Set task.
Copy the interview excerpt from "After Alternate Worlds" up to and including "uses of SF.", changing "Mentor" to "Signet" each time it appears.

Source passage.
□ □ □ □ □

Certainly SF fandom and the publishing of SF itself are far different than they were when I started in the late 1940s, or even into the 1950s and the 1960s. Then everyone had read everything, and the extended conversation that is SF could be informed and influential. Today it is impossible to read even a small portion of what is published or viewed or gamed, and SF consumers have splintered into interest groups, even with the published literature itself (which has been invaded by aliens from the viewing part until what is written specifically for publication is difficult to locate). Similarly what is being written is created by authors more in tune with other aspects of the field and aimed at those differing audiences, a situation complicated by the merging of SF into adjacent fields, fantasy, for instance, and the mainstream, as well as writers from those areas adopting SF concepts for their own purposes. But a core constituency and a core body of work still remains, and I hope it survives, because that is where the peculiar SF virtues reside.

Your six-volume series, The Road to Science Fiction, is an impressive overview of the SF genre; how did it come about?

After Alternate Worlds was published, Barry Lippman, then an editor for NAL's Mentor Books, called me, complimented me on the book, and asked if I had an idea for a book I might do for Mentor. I suggested a volume of SF theory and when that didn't appeal to the editorial board suggested a historical anthology that would trace the origins of SF up to H. G. Wells. When that book sold well, the new editor at Mentor agreed to let me do two more volumes, which turned into #2 and #3 (#3: From Heinlein to Here, covering the period from 1940 to about 1980, has always been the most popular), and when those sold well, the new editor (I had almost half a dozen over the history of the project) agreed to let me do #4, which considered the literary uses of SF.

I had discussed with the editor the possibility of doing a fifth volume covering British SF (a number of British stories had been included in the first four volumes, but I still felt that another entire volume could be devoted to the particular characteristics of British SF) and a sixth volume covering international SF. We were approaching agreement when New American Library took a look at sales and discovered they were running only about 2,000 copies or so a year. NAL had a standard of 5,000 copies for mass market paperbacks to continue keeping books in stock, though only 2,000 for trade paperbacks. NAL considered reprinting the books as trade paperbacks but instead decided to drop the series. My German publisher had already approached me asking if I had any other volumes in mind, and I agreed to do #5 and #6 for Heyne. By that time I had been approached by White Wolf, which agreed to publish #5 and #6 in the U.S. White Wolf decided to drop #3 and #4 even though they were selling well (it never got around to reprinting #1 and #2) and Scarecrow Press (which has published a number of my books) reprinted #1-4 in updated and expanded form, and that is the current situation (White Wolf still has copies of #5 and #6, at last accounting).

Are you still the only person to be a past president of SFWA and the Science Fiction Research Association (SFRA), and what is the significance of SFRA?

My career has seemed to span the creative and the critical areas of SF, and the fact that I was president of both associations provides a kind of validation of that. Both organizations were created within a few years of each other--SFWA to deal with writerly issues, SFRA, with teaching and scholarship. Often the creative and critical functions are at odds, but a few teachers and scholars have always belonged to SFWA and a number of writers have belonged to SFRA. In addition, writers often have been involved in writing criticism and reviews as well as short stories and novels (for example: Damon Knight, James Blish, A. J. Budrys, and others, who made significant critical contributions beginning in the 1940s and into the 1950s and beyond), so the distinction between creating and critiquing is not as foreign nor as divisive as in other fields. I'm still the only person who has been president of both organizations (and won both of their career awards; Damon Knight also won both career awards).

□ □ □ □ □

Recorded information.
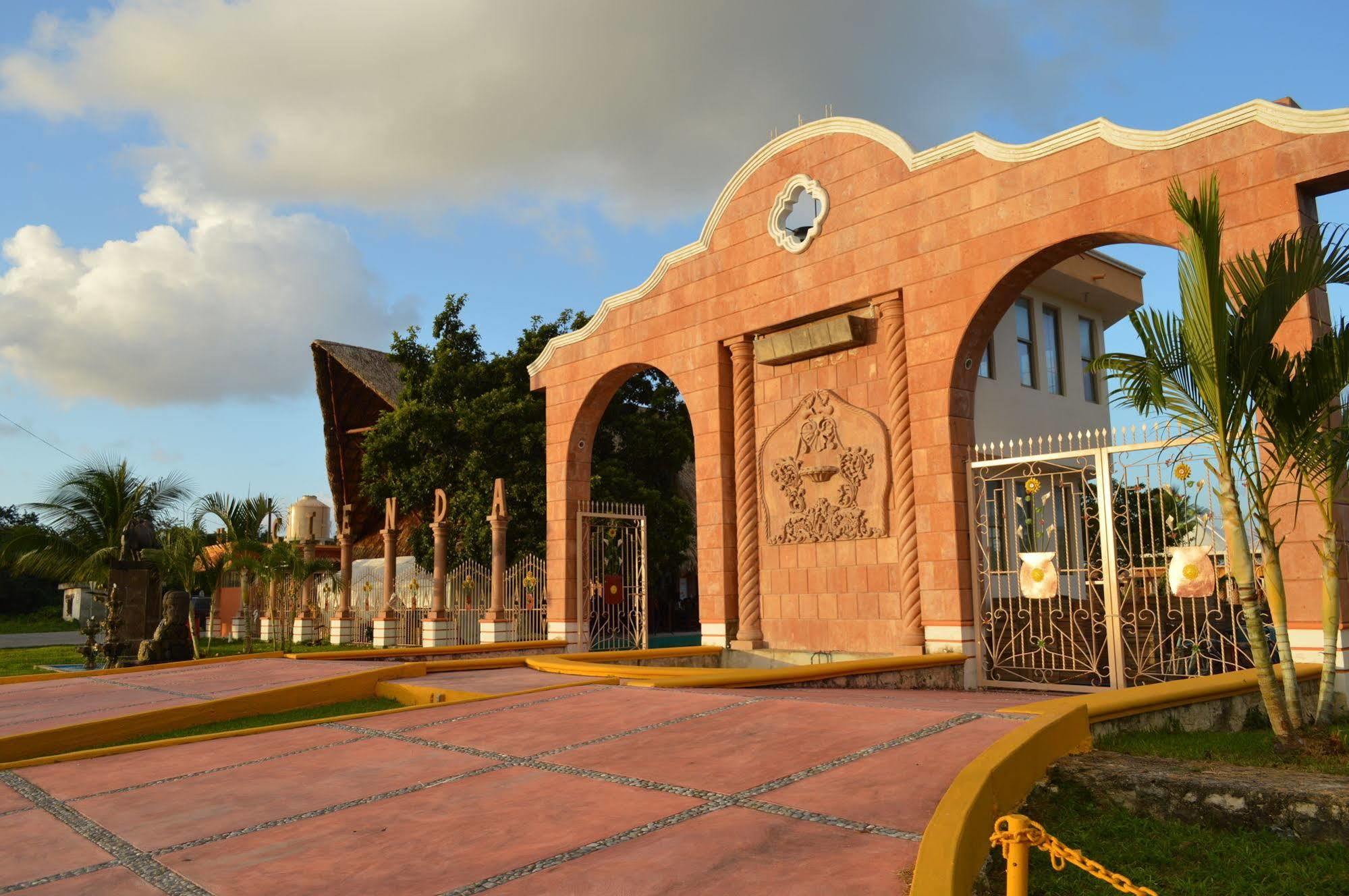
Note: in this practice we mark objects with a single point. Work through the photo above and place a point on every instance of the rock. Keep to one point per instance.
(1288, 802)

□ □ □ □ □

Task answer.
After Alternate Worlds was published, Barry Lippman, then an editor for NAL's Signet Books, called me, complimented me on the book, and asked if I had an idea for a book I might do for Signet. I suggested a volume of SF theory and when that didn't appeal to the editorial board suggested a historical anthology that would trace the origins of SF up to H. G. Wells. When that book sold well, the new editor at Signet agreed to let me do two more volumes, which turned into #2 and #3 (#3: From Heinlein to Here, covering the period from 1940 to about 1980, has always been the most popular), and when those sold well, the new editor (I had almost half a dozen over the history of the project) agreed to let me do #4, which considered the literary uses of SF.